This six issue mini-series told the tale of the freedom fighters standing up for their home of Canada against the villainous invading force of the United States one hundred years of the future, and it’s a pretty rad book. One of the biggest reasons for that was the art. Skroce did not take long at all to remind us of what we missed while he was in the movie business, and even better yet, Skroce clearly picked up a lot in his time working elsewhere. His art was more assured, potent and effective than ever, with storytelling chops that could match anything Vaughan threw his way. Today, we have an art feature with Skroce to talk about his return to comics, why he came back, his process, some of the choices he made in the book, collaborating with colorist Matt Hollingsworth, and much more. Give it a read, and if you missed it, the We Stand on Guard hardcover is out now in comic shops and digital apps everywhere.
Let’s start in the beginning for you, or art wise at least. What drove your development as an artist, and what made you want to apply that craft in the comic form?
SS: Drawing comics was basically all I ever wanted, I joined a comic book club when I was in the second grade and stayed with it my whole life. Super Friends and the Bakshi Spider-Man cartoons introduced me to superheroes and I went looking for more, this led to basement comic swap meets and from there I just started sketching my favorite heroes and never stopped.
A lot of readers know you for the Marvel work you did in the 1990’s – amongst other things – but for the past while, you’ve been storyboarding movies, most notably for the Wachowskis. What drove that decision, and conversely, while you were working in film, were you actively thinking about getting back into comics?
SS: I spent close to a decade doing storyboards for a number of productions but I always told myself that I was just visiting this other creative world. The films I’ve worked on have all been great life experiences but comics is where I belong and I’m thrilled to be back!
When you think of films by the Wachowskis, you rarely think “small” or “simple.” Most of their projects are grandiose and filled with big, diverse ideas. That’s what you’ve been involved with for the last while, and I’m curious, does that experience influence your comic work? Like, did you feel a drive to keep pushing for bigger scope and scale on We Stand on Guard, especially considering the old comic adage of the only limit being a creator’s imagination?
SS: Storyboards have been great for my comics art. When I was younger I’d focus on things that I’d like to draw, like the dynamic action pose of your favorite hero, but sometimes that can limit the storytelling experience of the comic page. To do movie storyboards properly you have to draw everything the script requires you to and then you’ll revise that over and over as the director and production evolve their vision. I’m less precious about every drawings now and more confident about realizing each scene visually, it’s not about just drawing what I like but what’s best for the scene.
So you made your way back to comics with We Stand on Guard. What made that the kind of project that appealed to you as a storyteller? And, be honest, how much did you just want to make sure Brian didn’t completely destroy your homeland of Canada?
SS: I’ve been a BKV fan since the Y days so just working with Brian was the draw and I just loved the concept for WSOG, it was the kind of book that would be on the top of my reading pile even if I wasn’t drawing it. I am all for destroying Canada as long as it’s on the comic book page.

▶ [Stored items]:
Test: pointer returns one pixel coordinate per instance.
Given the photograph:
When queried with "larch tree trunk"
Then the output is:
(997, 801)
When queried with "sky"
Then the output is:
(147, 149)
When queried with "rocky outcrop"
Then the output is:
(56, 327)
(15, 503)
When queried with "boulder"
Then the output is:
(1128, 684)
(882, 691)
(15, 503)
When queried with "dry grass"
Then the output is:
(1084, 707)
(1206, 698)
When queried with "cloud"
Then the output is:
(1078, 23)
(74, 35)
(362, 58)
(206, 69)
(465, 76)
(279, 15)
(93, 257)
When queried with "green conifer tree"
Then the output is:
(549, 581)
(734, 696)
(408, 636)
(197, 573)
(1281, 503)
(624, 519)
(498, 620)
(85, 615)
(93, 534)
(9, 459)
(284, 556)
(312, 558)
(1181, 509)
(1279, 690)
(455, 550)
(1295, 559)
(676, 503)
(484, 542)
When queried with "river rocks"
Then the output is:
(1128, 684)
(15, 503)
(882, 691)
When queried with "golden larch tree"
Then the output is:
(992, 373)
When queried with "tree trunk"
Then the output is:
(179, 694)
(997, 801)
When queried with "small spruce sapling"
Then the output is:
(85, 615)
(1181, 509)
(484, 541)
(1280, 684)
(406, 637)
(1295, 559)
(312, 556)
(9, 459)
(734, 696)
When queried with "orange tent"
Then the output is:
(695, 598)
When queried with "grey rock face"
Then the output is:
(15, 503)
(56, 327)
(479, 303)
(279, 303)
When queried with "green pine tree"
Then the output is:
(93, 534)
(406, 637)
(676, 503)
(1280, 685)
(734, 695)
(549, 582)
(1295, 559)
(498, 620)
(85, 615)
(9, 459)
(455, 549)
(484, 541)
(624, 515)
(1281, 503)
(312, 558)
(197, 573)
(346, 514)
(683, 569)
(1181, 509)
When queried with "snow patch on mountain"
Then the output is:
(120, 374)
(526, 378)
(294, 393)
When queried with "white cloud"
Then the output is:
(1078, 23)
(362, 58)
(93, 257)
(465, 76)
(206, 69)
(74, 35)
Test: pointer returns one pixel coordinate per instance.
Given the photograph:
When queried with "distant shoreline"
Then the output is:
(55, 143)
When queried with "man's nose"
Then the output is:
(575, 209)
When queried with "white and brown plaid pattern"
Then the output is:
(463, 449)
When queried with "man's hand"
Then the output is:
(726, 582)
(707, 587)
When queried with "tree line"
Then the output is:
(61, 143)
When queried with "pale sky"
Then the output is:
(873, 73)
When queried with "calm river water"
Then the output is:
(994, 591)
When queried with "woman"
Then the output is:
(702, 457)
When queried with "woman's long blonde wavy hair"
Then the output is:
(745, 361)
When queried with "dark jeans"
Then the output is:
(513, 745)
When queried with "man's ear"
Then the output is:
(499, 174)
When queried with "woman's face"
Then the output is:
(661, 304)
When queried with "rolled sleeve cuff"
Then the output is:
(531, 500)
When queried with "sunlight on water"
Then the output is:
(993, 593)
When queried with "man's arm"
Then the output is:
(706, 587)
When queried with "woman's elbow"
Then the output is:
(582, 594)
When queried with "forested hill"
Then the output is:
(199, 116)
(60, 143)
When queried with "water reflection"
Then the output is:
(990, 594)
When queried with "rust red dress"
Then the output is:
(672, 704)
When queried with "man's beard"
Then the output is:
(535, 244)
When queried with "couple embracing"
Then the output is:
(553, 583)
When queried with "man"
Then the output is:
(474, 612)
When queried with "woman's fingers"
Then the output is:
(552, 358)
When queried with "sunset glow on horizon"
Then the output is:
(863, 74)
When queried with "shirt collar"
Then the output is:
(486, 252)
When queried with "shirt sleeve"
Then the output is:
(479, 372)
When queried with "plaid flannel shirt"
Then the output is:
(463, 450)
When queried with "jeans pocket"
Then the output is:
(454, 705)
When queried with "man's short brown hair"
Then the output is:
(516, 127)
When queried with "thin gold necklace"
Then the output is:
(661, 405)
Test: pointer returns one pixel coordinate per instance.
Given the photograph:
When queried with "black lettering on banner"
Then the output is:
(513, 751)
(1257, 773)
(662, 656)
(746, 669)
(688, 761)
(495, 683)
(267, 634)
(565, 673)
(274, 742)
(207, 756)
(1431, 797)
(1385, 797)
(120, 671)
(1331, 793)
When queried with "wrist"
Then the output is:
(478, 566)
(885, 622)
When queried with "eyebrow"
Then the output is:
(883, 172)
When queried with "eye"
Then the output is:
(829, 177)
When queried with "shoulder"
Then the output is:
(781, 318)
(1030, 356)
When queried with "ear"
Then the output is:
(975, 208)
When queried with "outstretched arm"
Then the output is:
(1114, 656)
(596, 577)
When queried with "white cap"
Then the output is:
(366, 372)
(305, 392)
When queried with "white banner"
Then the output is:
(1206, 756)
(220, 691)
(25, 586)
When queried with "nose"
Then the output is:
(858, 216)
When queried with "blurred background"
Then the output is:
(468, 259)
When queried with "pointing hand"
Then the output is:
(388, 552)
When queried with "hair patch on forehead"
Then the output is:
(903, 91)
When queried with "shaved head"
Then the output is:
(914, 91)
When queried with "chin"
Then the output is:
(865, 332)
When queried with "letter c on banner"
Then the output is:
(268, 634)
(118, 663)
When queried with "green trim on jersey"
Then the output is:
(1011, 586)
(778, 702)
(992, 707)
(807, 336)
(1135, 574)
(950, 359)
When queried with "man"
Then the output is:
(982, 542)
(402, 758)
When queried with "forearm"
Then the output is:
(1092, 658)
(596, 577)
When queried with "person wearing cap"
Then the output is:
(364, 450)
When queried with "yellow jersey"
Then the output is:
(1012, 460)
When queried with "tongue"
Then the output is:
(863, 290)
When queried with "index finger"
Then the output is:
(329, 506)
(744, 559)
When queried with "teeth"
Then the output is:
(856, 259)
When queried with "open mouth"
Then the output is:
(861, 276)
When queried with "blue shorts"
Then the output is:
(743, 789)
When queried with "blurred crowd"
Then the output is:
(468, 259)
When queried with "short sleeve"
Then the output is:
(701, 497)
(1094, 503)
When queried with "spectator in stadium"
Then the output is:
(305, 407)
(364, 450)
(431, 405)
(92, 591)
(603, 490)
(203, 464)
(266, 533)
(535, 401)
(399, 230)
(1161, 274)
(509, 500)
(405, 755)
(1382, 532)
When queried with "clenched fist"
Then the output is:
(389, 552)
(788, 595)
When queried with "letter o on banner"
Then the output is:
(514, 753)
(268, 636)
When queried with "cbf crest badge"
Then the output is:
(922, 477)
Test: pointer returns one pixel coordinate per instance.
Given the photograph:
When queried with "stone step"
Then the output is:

▶ [WORK REQUIRED]:
Render this sentence from the We Stand on Guard interview in Spanish: "The films I've worked on have all been great life experiences but comics is where I belong and I'm thrilled to be back!"

▶ [ANSWER FOR THIS EXERCISE]:
Todas las películas en las que he trabajado han sido grandes experiencias de vida, pero los cómics son mi lugar, ¡y me emociona mucho estar de vuelta!